[begin Recorded information]

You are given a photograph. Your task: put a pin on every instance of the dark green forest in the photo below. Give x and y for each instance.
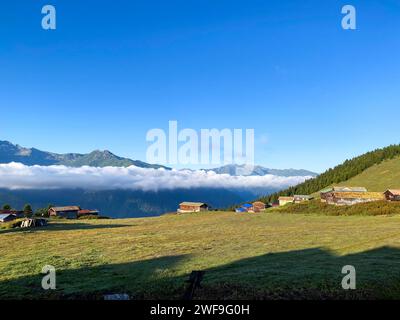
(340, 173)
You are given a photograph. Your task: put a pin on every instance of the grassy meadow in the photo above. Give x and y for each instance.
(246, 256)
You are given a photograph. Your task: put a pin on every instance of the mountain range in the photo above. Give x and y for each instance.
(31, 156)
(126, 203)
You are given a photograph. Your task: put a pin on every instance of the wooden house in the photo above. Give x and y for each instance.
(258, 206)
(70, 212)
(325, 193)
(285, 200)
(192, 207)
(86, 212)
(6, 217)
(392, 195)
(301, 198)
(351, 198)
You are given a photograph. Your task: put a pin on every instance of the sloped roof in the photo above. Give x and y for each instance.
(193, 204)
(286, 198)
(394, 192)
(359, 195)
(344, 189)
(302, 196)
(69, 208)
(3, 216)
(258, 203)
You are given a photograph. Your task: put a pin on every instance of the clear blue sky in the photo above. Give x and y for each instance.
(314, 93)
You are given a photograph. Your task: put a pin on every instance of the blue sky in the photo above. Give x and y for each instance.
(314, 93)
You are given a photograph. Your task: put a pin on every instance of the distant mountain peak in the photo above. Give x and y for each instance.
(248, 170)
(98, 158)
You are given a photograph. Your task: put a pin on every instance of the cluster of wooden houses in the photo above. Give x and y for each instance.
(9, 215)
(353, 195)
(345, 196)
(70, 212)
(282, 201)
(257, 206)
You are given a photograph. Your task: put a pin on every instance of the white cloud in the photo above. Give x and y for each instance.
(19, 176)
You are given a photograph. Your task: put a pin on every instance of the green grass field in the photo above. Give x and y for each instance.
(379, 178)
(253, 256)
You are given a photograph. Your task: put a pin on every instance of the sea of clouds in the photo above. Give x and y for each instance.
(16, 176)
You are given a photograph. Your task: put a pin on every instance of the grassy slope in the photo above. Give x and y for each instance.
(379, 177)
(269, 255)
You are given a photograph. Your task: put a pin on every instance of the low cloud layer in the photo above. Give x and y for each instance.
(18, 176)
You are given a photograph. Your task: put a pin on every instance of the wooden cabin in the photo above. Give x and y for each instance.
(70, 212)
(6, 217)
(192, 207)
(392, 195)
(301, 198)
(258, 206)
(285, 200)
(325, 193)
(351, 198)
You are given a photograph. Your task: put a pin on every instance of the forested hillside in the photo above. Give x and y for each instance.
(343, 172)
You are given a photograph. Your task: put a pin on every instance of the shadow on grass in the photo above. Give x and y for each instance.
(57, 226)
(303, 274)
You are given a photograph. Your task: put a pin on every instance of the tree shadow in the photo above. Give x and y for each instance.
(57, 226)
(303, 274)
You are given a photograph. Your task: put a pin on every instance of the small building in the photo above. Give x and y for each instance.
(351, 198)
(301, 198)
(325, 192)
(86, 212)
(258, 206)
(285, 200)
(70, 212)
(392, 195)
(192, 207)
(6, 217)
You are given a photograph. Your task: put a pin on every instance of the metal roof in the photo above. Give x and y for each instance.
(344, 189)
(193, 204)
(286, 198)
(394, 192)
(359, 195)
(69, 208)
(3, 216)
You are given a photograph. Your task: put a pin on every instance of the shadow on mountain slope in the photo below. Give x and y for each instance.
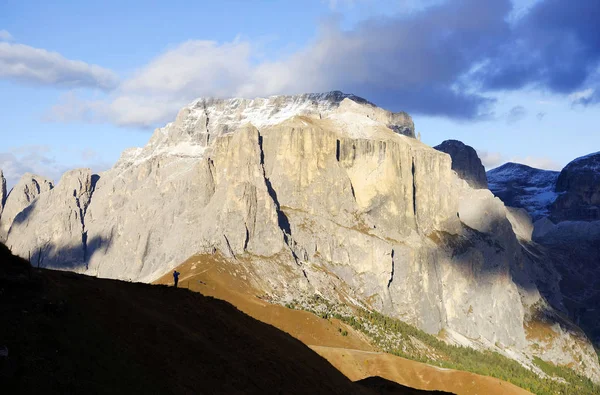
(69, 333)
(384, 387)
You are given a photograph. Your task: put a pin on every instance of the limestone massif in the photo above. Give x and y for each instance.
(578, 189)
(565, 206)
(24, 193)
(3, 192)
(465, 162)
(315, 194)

[end Recorded information]

▶ [What is needed] Can you rewrite the entries starting at the line containing "of the limestone" and ending at the end of the entries, with "limestone massif" changed to "rocky ridge" and everything else unchanged?

▶ [Response for this exercise]
You are given a photograph. Your task: put a pin on every instance of the rocky ridge in the photo above. Give x and y for each instance.
(578, 189)
(565, 206)
(24, 193)
(3, 192)
(465, 162)
(315, 194)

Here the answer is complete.